• What is being asked:
Find every line in the listing that contains the string "query", matching case exactly, and copy each of those lines in full.

[START OF Entries supplied]

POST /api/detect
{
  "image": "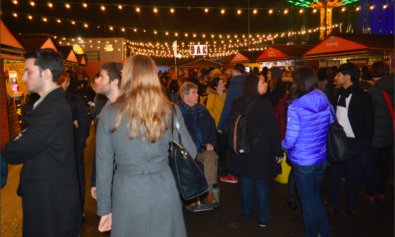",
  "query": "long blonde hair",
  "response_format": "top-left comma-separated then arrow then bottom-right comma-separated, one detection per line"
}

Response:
111,55 -> 174,143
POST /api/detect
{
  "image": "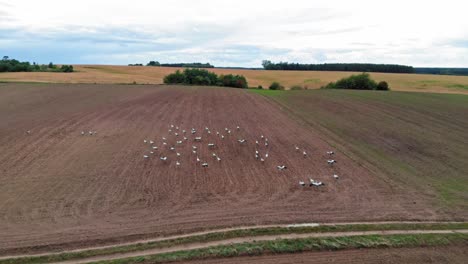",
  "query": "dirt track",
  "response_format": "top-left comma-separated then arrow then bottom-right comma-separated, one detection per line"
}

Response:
0,84 -> 445,255
182,246 -> 468,264
42,230 -> 468,264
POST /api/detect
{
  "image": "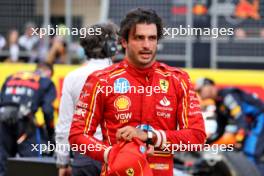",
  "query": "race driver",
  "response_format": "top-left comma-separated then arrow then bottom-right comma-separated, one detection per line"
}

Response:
69,8 -> 206,176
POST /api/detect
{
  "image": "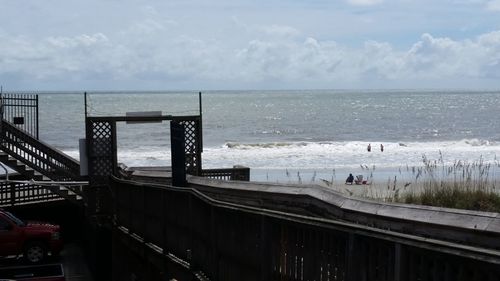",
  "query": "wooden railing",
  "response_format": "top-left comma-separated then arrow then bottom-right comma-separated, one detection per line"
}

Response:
0,120 -> 80,180
201,166 -> 250,181
110,175 -> 500,281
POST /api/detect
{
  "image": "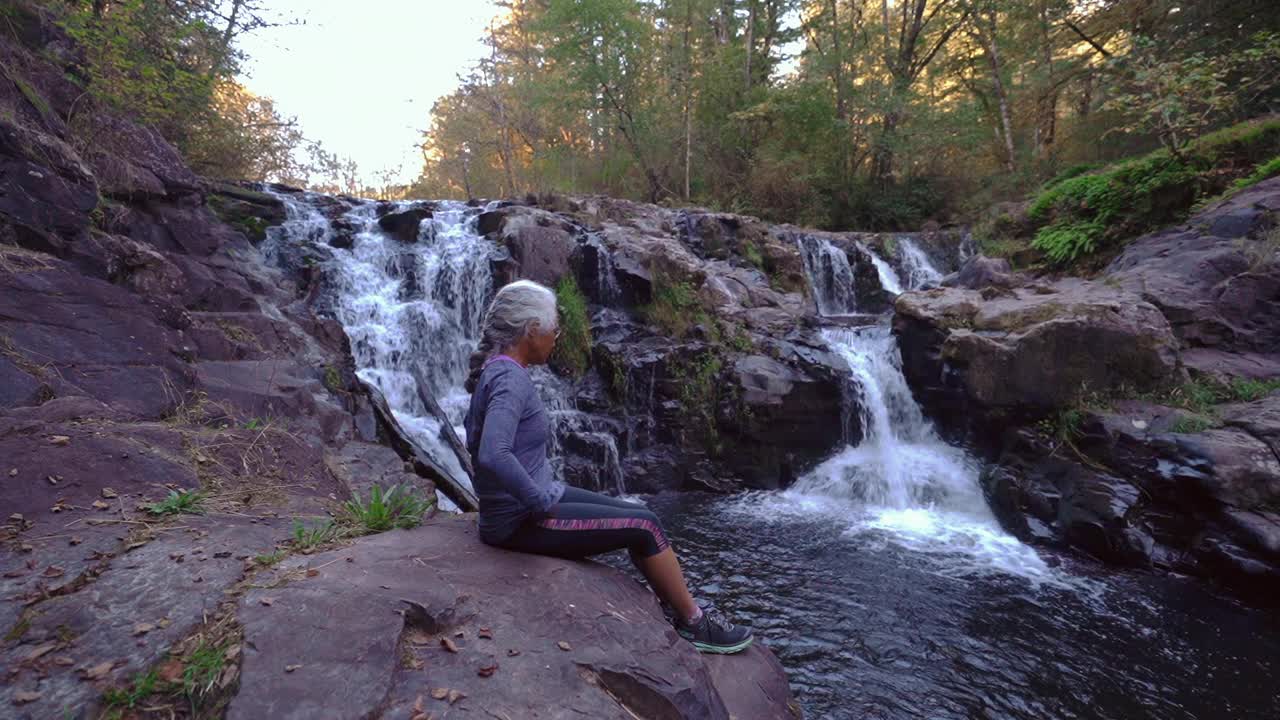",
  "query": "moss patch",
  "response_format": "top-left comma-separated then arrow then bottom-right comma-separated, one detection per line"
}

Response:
552,275 -> 591,377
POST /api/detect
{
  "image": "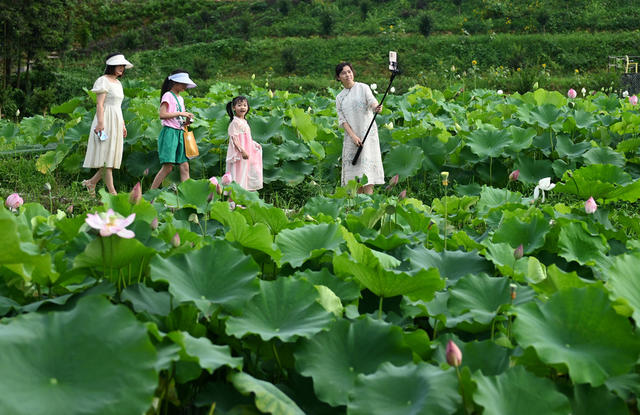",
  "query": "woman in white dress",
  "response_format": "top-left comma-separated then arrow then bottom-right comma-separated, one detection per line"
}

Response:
82,53 -> 133,195
336,62 -> 384,194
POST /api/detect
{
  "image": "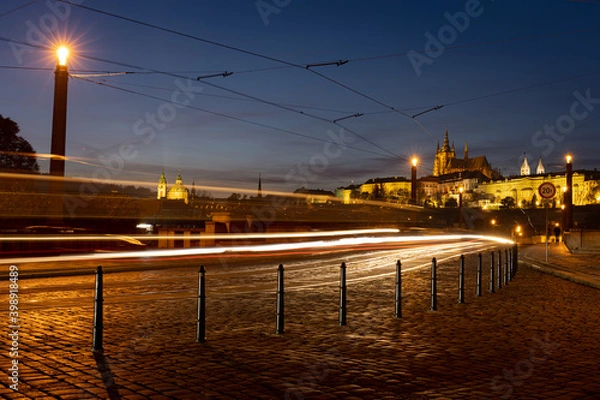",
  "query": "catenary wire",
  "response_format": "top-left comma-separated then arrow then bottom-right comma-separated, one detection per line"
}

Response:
71,78 -> 394,160
0,0 -> 37,18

[END OF Entries supplied]

• Correct result:
  "query": "long blonde hair",
  "query": "dirt track",
  "query": "race driver",
  "query": "wooden railing",
  "query": "moss patch",
  "query": "woman in white dress",
  "query": "catenary wire",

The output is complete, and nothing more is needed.